RECORDS FOR THIS EXERCISE section start

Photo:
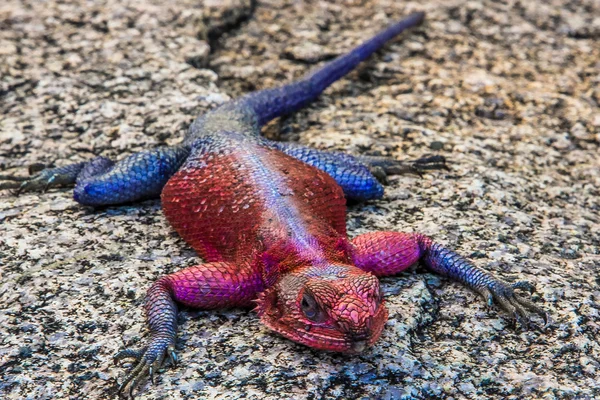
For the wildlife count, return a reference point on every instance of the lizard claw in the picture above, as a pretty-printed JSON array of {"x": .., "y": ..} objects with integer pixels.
[
  {"x": 382, "y": 166},
  {"x": 148, "y": 359},
  {"x": 521, "y": 308},
  {"x": 41, "y": 179}
]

RECORDS FOR THIS EXERCISE section end

The answer should be nothing more than the lines from the one with "For the wildlife" through the end of the entries, restated word for word.

### RESPONSE BOX
For the wildlife count, return a reference point on every instance of the lizard claw in the picture above, as a pretty-printed JSON array of {"x": .., "y": ..} objects with integer pixels.
[
  {"x": 382, "y": 166},
  {"x": 148, "y": 359},
  {"x": 521, "y": 308},
  {"x": 41, "y": 179}
]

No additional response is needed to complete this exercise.